**Passage for review:**
══════

This article is part of the supplement: Selected articles from the IEEE International Conference on Bioinformatics and Biomedicine 2010
A binary matrix factorization algorithm for protein complex prediction
-
* Corresponding author: Lei Xu lxu@cse.cuhk.edu.hk
- Equal contributors
1 Department of Computer Science and Engineering, The Chinese University of Hong Kong, Shatin, N.T., Hong Kong
2 Bioinformatics Laboratory and National Laboratory of Biomacromolecules, Institute of Biophysics, Chinese Academy of Sciences, Beijing 100101
Proteome Science 2011, 9(Suppl 1):S18 doi:10.1186/1477-5956-9-S1-S18
Published: 14 October 2011Abstract
Background
Identifying biologically relevant protein complexes from a large protein-protein interaction (PPI) network, is essential to understand the organization of biological systems. However, high-throughput experimental techniques that can produce a large amount of PPIs are known to yield non-negligible rates of false-positives and false-negatives, making the protein complexes difficult to be identified.
Results
We propose a binary matrix factorization (BMF) algorithm under the Bayesian Ying-Yang (BYY) harmony learning, to detect protein complexes by clustering the proteins which share similar interactions through factorizing the binary adjacent matrix of a PPI network. The proposed BYY-BMF algorithm automatically determines the cluster number while this number is pre-given for most existing BMF algorithms. Also, BYY-BMF’s clustering results does not depend on any parameters or thresholds, unlike the Markov Cluster Algorithm (MCL) that relies on a so-called inflation parameter. On synthetic PPI networks, the predictions evaluated by the known annotated complexes indicate that BYY-BMF is more robust than MCL for most cases. On real PPI networks from the MIPS and DIP databases, BYY-BMF obtains a better balanced prediction accuracies than MCL and a spectral analysis method, while MCL has its own advantages, e.g., with good separation values.

══════

**Assignment:** Reproduce the protein complex abstract above in full, word for word and line for line.

══════

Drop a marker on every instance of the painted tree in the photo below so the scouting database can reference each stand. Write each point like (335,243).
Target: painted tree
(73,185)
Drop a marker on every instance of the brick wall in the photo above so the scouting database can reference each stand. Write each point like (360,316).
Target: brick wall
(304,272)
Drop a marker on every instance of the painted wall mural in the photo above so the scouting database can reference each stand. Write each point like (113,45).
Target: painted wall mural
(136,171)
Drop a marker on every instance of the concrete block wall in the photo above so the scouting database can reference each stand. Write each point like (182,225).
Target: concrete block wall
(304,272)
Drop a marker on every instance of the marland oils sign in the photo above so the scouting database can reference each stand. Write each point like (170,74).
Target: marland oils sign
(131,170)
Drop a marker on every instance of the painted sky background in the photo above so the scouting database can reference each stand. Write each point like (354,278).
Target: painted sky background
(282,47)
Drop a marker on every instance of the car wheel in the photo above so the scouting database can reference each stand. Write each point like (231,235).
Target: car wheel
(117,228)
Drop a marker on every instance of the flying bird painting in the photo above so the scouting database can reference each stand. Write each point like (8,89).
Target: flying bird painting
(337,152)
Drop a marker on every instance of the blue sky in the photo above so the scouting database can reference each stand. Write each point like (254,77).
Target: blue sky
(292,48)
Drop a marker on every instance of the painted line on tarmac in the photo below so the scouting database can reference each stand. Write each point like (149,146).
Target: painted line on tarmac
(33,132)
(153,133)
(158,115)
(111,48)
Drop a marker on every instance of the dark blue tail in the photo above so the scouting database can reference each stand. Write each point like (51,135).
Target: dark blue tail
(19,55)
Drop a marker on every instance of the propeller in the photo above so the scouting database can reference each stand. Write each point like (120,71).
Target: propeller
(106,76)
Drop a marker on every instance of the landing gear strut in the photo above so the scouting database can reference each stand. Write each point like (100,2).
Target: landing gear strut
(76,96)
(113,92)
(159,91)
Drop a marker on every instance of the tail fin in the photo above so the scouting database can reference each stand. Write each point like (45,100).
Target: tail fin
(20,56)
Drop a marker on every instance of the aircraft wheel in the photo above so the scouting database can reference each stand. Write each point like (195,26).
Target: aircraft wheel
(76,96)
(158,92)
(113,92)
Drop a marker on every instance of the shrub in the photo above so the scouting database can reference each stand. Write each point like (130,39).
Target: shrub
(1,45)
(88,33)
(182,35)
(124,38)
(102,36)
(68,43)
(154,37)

══════

**Your solution:**
This article is part of the supplement: Selected articles from the IEEE International Conference on Bioinformatics and Biomedicine 2010
A binary matrix factorization algorithm for protein complex prediction
-
* Corresponding author: Lei Xu lxu@cse.cuhk.edu.hk
- Equal contributors
1 Department of Computer Science and Engineering, The Chinese University of Hong Kong, Shatin, N.T., Hong Kong
2 Bioinformatics Laboratory and National Laboratory of Biomacromolecules, Institute of Biophysics, Chinese Academy of Sciences, Beijing 100101
Proteome Science 2011, 9(Suppl 1):S18 doi:10.1186/1477-5956-9-S1-S18
Published: 14 October 2011Abstract
Background
Identifying biologically relevant protein complexes from a large protein-protein interaction (PPI) network, is essential to understand the organization of biological systems. However, high-throughput experimental techniques that can produce a large amount of PPIs are known to yield non-negligible rates of false-positives and false-negatives, making the protein complexes difficult to be identified.
Results
We propose a binary matrix factorization (BMF) algorithm under the Bayesian Ying-Yang (BYY) harmony learning, to detect protein complexes by clustering the proteins which share similar interactions through factorizing the binary adjacent matrix of a PPI network. The proposed BYY-BMF algorithm automatically determines the cluster number while this number is pre-given for most existing BMF algorithms. Also, BYY-BMF’s clustering results does not depend on any parameters or thresholds, unlike the Markov Cluster Algorithm (MCL) that relies on a so-called inflation parameter. On synthetic PPI networks, the predictions evaluated by the known annotated complexes indicate that BYY-BMF is more robust than MCL for most cases. On real PPI networks from the MIPS and DIP databases, BYY-BMF obtains a better balanced prediction accuracies than MCL and a spectral analysis method, while MCL has its own advantages, e.g., with good separation values.